=== Exercise goal ===
Please rewrite the paragraph beginning "An oxygen system has the advantage" from the oxygen systems text below as a short bulleted list, keeping its main facts.

OXYGEN SYSTEMS

Description

An oxygen system injects oxygen or oxygen-enriched air into liquid effluent, providing a much higher dissolved oxygen concentration in the effluent than could be supplied by aeration. As a result, a larger or more active population of aerobic bacteria can be supported in a smaller, more intensive reactor, and larger amounts of BOD, COD and ammoniacal nitrogen can be removed.

An oxygen system has the advantage of producing only small amounts of surplus sludge. In some cases virtually no sludge is produced, but where the inorganic content of the waste is high some sludge disposal will be necessary. The oxygen is usually delivered to site and stored in bulk, but may be produced on site by pressure-swing absorption.

Application

Oxygen systems are used in the chemical and pharmaceutical industries to treat effluents containing intractable organic compounds such as chlorinated phenolics, and in the food and drink industry to reduce the amount of sludge for disposal or to avoid odour problems. Oxygen may be used instead of air to treat effluents in open tanks in completely mixed activated sludge systems, or at the front end of plug flow systems where the demand for oxygen is highest. Alternatively, oxygen may be introduced into covered vessels within which transfer is effected by surface aerators. In all these cases a high sludge return rate is used to maintain large populations of microorganisms. Mixed liquor suspended solids concentrations may be as high as 20 kg/m3 and up to 40 kg/m3 in fluidised bed reactors operating on oxygen.

Region pointing data
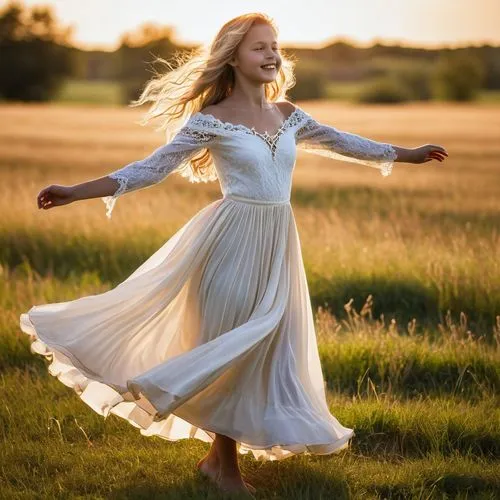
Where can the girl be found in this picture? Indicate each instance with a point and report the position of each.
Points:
(213, 336)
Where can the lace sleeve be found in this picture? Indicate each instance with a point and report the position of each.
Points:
(159, 164)
(324, 140)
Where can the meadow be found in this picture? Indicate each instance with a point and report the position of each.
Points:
(404, 277)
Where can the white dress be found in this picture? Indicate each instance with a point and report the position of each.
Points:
(214, 332)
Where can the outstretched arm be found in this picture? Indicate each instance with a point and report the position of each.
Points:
(136, 175)
(331, 142)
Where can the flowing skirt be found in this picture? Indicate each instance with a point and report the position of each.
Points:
(214, 333)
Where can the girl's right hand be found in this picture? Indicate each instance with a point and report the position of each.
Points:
(55, 195)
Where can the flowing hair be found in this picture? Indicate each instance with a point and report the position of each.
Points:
(203, 77)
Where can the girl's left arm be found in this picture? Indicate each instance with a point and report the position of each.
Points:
(325, 140)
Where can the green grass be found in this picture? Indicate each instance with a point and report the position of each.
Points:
(403, 275)
(90, 92)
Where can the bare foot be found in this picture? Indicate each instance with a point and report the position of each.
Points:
(210, 469)
(233, 485)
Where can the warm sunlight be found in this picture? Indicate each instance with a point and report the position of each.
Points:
(414, 22)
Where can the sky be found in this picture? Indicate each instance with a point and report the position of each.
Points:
(301, 23)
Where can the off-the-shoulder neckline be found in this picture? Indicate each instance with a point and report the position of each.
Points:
(241, 126)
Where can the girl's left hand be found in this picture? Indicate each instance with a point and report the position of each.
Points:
(428, 152)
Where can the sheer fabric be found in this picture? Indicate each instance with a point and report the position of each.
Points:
(213, 333)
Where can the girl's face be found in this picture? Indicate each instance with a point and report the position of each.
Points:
(258, 48)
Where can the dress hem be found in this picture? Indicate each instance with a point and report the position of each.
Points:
(133, 405)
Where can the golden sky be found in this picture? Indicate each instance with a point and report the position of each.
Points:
(314, 23)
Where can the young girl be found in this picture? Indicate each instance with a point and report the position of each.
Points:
(213, 336)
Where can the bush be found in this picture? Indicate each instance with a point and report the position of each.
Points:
(416, 80)
(384, 90)
(311, 82)
(458, 76)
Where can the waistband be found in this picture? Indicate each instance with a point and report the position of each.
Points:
(254, 201)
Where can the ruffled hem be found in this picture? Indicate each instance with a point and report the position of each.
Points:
(133, 406)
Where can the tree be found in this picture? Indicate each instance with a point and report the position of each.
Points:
(458, 76)
(35, 53)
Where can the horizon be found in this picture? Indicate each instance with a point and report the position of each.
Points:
(399, 26)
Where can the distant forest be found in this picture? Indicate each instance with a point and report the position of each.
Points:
(37, 57)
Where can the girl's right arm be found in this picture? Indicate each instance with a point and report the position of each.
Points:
(56, 195)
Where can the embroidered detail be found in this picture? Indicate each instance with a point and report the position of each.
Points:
(328, 141)
(270, 139)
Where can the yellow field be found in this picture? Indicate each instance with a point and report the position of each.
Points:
(416, 379)
(424, 240)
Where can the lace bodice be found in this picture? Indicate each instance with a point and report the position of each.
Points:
(250, 163)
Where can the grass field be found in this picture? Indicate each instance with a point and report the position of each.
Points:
(404, 276)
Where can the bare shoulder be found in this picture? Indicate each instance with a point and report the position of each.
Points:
(214, 110)
(286, 107)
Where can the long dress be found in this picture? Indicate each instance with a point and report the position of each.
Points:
(214, 332)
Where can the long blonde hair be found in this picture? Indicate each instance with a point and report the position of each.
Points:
(203, 77)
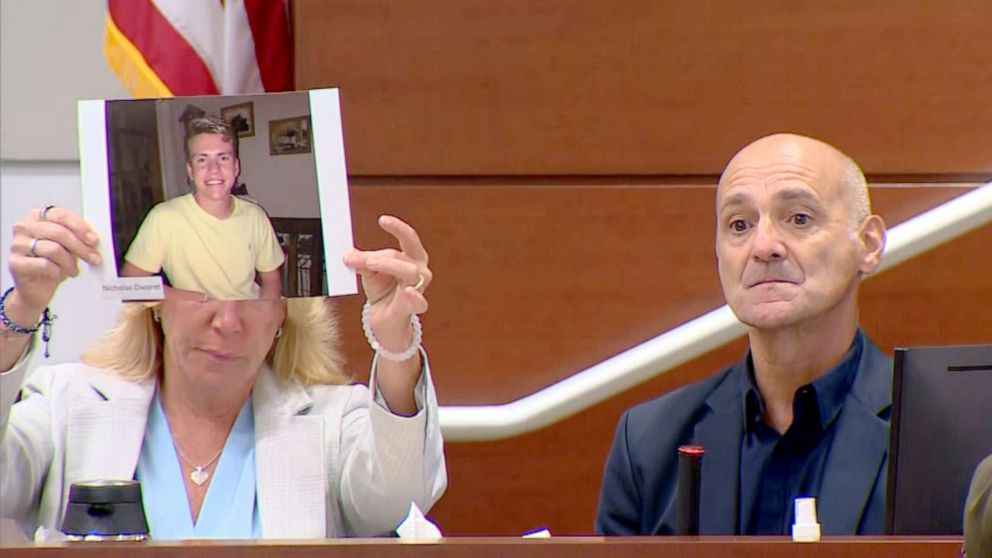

=== Exercise output ===
- An oxygen system produces only small amounts of surplus sludge.
- Sometimes virtually no sludge is produced, but some sludge disposal is needed where the waste's inorganic content is high.
- The oxygen is usually delivered to the site and stored in bulk.
- It may instead be produced on site by pressure-swing absorption.